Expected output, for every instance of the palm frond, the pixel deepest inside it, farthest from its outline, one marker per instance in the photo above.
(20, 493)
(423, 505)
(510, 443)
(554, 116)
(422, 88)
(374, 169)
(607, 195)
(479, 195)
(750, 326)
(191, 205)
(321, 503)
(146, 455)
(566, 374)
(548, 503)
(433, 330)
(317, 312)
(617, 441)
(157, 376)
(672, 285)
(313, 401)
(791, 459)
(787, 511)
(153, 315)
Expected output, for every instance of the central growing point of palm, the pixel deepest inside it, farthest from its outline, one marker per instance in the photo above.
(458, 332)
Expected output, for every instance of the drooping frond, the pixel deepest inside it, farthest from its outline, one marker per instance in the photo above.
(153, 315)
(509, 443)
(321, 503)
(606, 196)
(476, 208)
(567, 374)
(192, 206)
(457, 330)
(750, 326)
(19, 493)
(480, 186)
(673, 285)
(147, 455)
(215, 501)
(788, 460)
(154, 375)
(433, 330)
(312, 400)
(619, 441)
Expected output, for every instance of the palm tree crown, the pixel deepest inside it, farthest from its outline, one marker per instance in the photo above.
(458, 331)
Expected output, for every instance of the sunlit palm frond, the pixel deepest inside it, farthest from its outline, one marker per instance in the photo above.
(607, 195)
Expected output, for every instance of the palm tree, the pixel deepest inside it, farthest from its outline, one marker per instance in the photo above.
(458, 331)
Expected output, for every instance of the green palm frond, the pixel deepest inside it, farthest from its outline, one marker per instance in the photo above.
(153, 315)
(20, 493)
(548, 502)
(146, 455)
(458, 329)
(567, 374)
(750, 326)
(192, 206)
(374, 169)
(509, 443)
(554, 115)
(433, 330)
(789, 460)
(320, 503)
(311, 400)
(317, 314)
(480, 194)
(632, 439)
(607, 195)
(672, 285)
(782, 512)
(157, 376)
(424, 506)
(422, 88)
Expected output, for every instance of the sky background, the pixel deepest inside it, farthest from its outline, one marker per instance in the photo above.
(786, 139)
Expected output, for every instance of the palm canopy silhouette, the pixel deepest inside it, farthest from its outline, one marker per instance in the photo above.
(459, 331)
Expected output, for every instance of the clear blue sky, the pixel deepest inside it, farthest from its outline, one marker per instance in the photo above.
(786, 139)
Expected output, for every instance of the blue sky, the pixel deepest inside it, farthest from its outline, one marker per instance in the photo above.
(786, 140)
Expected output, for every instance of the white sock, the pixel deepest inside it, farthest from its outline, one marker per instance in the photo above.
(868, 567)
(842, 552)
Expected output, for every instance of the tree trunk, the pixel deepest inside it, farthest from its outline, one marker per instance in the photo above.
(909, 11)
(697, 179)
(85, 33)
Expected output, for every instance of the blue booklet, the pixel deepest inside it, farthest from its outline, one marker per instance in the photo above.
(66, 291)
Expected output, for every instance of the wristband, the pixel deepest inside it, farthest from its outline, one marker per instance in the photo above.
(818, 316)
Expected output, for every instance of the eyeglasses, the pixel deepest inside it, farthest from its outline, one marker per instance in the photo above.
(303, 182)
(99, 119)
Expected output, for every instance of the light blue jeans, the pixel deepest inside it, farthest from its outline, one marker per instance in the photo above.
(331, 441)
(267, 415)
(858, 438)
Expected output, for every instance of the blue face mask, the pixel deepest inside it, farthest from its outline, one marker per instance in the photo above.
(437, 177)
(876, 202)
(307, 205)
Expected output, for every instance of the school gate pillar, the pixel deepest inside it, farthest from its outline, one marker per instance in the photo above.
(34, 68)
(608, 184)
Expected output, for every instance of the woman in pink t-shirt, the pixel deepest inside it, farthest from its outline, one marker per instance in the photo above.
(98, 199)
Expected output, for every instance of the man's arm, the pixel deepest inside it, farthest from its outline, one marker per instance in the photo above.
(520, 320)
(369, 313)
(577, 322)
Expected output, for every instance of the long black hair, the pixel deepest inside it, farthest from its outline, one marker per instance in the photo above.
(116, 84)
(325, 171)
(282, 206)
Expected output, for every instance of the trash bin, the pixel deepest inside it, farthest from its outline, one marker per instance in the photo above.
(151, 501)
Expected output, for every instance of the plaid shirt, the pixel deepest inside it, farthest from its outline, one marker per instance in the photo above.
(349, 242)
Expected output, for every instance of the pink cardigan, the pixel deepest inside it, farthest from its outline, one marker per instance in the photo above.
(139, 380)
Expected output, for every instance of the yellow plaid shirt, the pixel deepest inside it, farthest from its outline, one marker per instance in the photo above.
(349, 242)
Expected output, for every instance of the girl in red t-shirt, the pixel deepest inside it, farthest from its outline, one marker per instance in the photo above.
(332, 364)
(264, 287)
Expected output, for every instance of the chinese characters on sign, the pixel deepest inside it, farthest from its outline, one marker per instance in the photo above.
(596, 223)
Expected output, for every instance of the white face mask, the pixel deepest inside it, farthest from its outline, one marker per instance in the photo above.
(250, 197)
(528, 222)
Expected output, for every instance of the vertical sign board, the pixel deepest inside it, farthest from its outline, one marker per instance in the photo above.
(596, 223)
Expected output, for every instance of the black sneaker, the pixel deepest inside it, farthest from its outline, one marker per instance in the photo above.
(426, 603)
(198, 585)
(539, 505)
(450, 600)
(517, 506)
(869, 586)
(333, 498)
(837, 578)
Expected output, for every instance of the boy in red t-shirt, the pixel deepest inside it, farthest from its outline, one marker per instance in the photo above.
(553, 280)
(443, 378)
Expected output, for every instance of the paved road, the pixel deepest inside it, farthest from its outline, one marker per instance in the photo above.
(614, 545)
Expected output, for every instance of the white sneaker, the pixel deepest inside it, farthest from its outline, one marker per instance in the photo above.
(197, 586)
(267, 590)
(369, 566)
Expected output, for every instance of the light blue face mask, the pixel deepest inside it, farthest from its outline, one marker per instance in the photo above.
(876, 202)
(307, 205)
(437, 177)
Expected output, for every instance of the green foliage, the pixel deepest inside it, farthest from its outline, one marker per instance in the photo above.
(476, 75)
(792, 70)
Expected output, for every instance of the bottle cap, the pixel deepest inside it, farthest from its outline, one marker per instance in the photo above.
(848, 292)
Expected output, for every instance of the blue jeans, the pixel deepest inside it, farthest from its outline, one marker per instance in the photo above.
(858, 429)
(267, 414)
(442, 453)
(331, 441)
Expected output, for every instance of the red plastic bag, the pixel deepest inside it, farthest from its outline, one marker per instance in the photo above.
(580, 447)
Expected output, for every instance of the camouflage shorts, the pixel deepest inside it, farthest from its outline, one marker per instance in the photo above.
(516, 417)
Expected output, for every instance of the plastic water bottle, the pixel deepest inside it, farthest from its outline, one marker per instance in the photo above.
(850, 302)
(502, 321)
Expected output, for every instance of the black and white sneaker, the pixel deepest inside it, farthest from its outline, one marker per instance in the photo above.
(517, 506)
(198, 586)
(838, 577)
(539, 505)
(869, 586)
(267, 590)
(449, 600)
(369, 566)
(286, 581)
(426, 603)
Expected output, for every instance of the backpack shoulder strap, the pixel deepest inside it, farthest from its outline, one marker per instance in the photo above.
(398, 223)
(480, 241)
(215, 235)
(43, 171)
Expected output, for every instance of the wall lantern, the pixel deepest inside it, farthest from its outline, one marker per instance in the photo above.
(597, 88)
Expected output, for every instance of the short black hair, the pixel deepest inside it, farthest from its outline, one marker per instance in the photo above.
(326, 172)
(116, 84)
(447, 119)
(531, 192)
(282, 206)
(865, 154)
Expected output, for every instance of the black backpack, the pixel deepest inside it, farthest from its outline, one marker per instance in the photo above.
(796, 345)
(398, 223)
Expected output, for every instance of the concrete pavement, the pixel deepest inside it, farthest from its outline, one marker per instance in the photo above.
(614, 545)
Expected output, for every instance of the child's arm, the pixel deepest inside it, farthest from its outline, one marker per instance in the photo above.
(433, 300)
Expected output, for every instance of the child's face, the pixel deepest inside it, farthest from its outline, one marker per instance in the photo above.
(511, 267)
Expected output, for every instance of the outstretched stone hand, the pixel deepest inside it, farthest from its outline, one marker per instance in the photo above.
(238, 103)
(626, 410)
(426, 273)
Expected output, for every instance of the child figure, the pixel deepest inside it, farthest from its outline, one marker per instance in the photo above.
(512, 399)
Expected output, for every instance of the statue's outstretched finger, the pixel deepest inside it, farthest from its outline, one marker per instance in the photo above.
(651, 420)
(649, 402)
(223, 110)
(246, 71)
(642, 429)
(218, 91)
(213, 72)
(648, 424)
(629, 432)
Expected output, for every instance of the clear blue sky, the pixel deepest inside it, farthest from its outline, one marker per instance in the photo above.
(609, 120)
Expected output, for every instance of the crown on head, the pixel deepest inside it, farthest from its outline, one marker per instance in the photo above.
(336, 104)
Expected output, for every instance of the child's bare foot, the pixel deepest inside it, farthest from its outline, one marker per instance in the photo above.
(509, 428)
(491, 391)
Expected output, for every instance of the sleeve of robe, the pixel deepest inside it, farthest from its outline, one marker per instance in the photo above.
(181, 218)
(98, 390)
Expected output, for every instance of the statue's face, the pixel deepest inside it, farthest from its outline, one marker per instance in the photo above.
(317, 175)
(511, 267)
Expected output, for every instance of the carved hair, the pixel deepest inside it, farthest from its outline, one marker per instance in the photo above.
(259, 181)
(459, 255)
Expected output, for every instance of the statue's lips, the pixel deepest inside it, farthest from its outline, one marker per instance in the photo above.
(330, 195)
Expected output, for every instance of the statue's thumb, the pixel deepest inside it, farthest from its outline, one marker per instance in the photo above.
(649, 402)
━━━━━━
◆ **Exercise**:
Starting with the row that contains "Expected output, for every instance of the statue's lips, the" and ending with the final row, put those rows into a numbered list, leaving out any blank lines.

◆ **Exercise solution**:
1. Expected output, for every instance of the statue's lips, the pixel deepest inside it, farthest from its outline, one marker per instance in the photo above.
2. (330, 195)
3. Expected output, for every instance of the statue's thumb, the pixel deepest inside it, farthest from its outline, one marker per instance in the photo above.
4. (649, 402)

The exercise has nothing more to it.